● **Tâche à réaliser**
Restituez l'ensemble des données ci-dessous sous forme de tableau Markdown à deux colonnes, « Numéro » pour le rang et « Ligne » pour la ligne elle-même, en omettant les lignes vides.

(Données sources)
________________

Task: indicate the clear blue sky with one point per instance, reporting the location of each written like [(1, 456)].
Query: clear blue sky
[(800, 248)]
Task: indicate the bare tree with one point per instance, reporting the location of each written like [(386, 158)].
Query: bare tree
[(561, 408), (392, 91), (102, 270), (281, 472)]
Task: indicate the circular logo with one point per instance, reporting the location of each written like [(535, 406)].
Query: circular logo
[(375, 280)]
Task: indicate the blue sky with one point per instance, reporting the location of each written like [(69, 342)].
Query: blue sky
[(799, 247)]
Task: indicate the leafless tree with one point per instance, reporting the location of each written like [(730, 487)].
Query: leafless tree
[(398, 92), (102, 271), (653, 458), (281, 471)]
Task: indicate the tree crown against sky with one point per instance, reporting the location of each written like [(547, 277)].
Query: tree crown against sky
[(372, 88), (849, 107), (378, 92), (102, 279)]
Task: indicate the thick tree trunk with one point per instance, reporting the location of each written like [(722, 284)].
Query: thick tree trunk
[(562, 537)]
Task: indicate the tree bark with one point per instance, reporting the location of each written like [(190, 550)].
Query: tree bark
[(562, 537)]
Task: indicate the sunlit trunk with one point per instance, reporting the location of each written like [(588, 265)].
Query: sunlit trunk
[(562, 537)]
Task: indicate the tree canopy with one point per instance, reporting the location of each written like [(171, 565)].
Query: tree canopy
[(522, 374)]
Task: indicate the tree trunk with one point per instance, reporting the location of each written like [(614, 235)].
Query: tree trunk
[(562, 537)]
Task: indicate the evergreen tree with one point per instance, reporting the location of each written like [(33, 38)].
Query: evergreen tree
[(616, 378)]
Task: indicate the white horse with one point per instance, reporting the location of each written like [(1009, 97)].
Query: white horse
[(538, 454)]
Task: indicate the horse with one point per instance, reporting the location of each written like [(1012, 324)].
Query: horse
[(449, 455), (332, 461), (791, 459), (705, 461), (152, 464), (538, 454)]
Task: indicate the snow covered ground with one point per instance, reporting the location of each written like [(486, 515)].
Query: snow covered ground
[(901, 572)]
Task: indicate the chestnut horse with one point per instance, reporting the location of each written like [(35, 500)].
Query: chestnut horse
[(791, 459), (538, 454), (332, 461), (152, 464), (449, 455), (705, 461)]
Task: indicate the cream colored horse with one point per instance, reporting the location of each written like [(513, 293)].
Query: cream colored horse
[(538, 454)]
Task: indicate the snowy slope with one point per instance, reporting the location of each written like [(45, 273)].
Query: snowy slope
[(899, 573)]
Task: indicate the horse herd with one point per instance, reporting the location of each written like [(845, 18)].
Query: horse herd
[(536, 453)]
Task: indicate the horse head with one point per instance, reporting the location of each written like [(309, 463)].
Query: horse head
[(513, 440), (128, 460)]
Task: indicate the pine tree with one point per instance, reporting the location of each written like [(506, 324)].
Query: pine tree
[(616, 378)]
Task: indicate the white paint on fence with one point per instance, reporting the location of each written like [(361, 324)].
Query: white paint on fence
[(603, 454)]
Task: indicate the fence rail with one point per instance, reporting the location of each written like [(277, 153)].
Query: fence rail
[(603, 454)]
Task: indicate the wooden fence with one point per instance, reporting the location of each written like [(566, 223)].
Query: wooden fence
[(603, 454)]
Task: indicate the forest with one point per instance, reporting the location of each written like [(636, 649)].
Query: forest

________________

● **Réponse à la tâche**
| Numéro | Ligne |
|---|---|
| 1 | Task: indicate the clear blue sky with one point per instance, reporting the location of each written like [(1, 456)]. |
| 2 | Query: clear blue sky |
| 3 | [(800, 248)] |
| 4 | Task: indicate the bare tree with one point per instance, reporting the location of each written like [(386, 158)]. |
| 5 | Query: bare tree |
| 6 | [(561, 408), (392, 91), (102, 270), (281, 472)] |
| 7 | Task: indicate the circular logo with one point per instance, reporting the location of each written like [(535, 406)]. |
| 8 | Query: circular logo |
| 9 | [(375, 280)] |
| 10 | Task: indicate the blue sky with one point per instance, reporting the location of each written like [(69, 342)]. |
| 11 | Query: blue sky |
| 12 | [(799, 247)] |
| 13 | Task: indicate the leafless tree with one point per instance, reporting the location of each written like [(730, 487)]. |
| 14 | Query: leafless tree |
| 15 | [(398, 92), (102, 271), (653, 458), (281, 471)] |
| 16 | Task: indicate the tree crown against sky with one point per instance, reporting the location of each written like [(547, 277)]. |
| 17 | Query: tree crown against sky |
| 18 | [(372, 88), (849, 107), (378, 92), (102, 279)] |
| 19 | Task: indicate the thick tree trunk with one point per instance, reporting the location of each written like [(722, 284)]. |
| 20 | Query: thick tree trunk |
| 21 | [(562, 537)] |
| 22 | Task: indicate the tree bark with one point per instance, reporting the location of each written like [(190, 550)]. |
| 23 | Query: tree bark |
| 24 | [(562, 537)] |
| 25 | Task: indicate the sunlit trunk with one point per instance, reporting the location of each written like [(588, 265)]. |
| 26 | Query: sunlit trunk |
| 27 | [(562, 537)] |
| 28 | Task: indicate the tree canopy with one point per instance, reporting the location of each written like [(171, 565)]. |
| 29 | Query: tree canopy |
| 30 | [(522, 374)] |
| 31 | Task: indicate the tree trunk with one point per instance, reporting the location of each written like [(614, 235)]. |
| 32 | Query: tree trunk |
| 33 | [(562, 537)] |
| 34 | Task: indicate the evergreen tree with one point per instance, reporting the location of each written like [(33, 38)]. |
| 35 | Query: evergreen tree |
| 36 | [(616, 378)] |
| 37 | Task: indicate the white horse with one point per instance, reporting the location of each written like [(1009, 97)]. |
| 38 | Query: white horse |
| 39 | [(538, 454)] |
| 40 | Task: indicate the horse with one point per instance, reporting the location of each written like [(1012, 324)]. |
| 41 | Query: horse |
| 42 | [(449, 455), (332, 461), (791, 459), (705, 461), (152, 464), (538, 454)] |
| 43 | Task: indicate the snow covered ground with one point per instance, reporting the location of each written like [(486, 515)]. |
| 44 | Query: snow covered ground |
| 45 | [(901, 572)] |
| 46 | Task: indicate the chestnut horse with one point per instance, reporting the location of each written like [(35, 500)]. |
| 47 | Query: chestnut horse |
| 48 | [(791, 459), (538, 454), (332, 461), (152, 464), (449, 455), (705, 461)] |
| 49 | Task: indicate the cream colored horse with one point per instance, reporting the location of each written like [(513, 293)]. |
| 50 | Query: cream colored horse |
| 51 | [(538, 454)] |
| 52 | Task: indicate the snowy slope with one point per instance, reporting the location of each written like [(45, 273)]. |
| 53 | Query: snowy slope |
| 54 | [(899, 573)] |
| 55 | Task: indicate the horse herd with one point per instance, reporting the location of each written like [(845, 18)]. |
| 56 | Query: horse herd |
| 57 | [(536, 453)] |
| 58 | Task: indicate the horse head with one point per instance, reporting the location of each written like [(309, 463)]. |
| 59 | Query: horse head |
| 60 | [(513, 440), (128, 460)] |
| 61 | Task: indicate the pine tree with one point per instance, reporting the location of each written like [(506, 324)]. |
| 62 | Query: pine tree |
| 63 | [(616, 378)] |
| 64 | Task: indicate the white paint on fence with one point per instance, reporting the location of each written like [(361, 324)]. |
| 65 | Query: white paint on fence |
| 66 | [(603, 454)] |
| 67 | Task: indicate the fence rail with one point per instance, reporting the location of each written like [(277, 153)]. |
| 68 | Query: fence rail |
| 69 | [(603, 454)] |
| 70 | Task: indicate the wooden fence with one point per instance, reporting the location of each written like [(566, 223)]. |
| 71 | Query: wooden fence |
| 72 | [(603, 454)] |
| 73 | Task: indicate the forest with one point per instance, reporting the location of each written like [(636, 649)]. |
| 74 | Query: forest |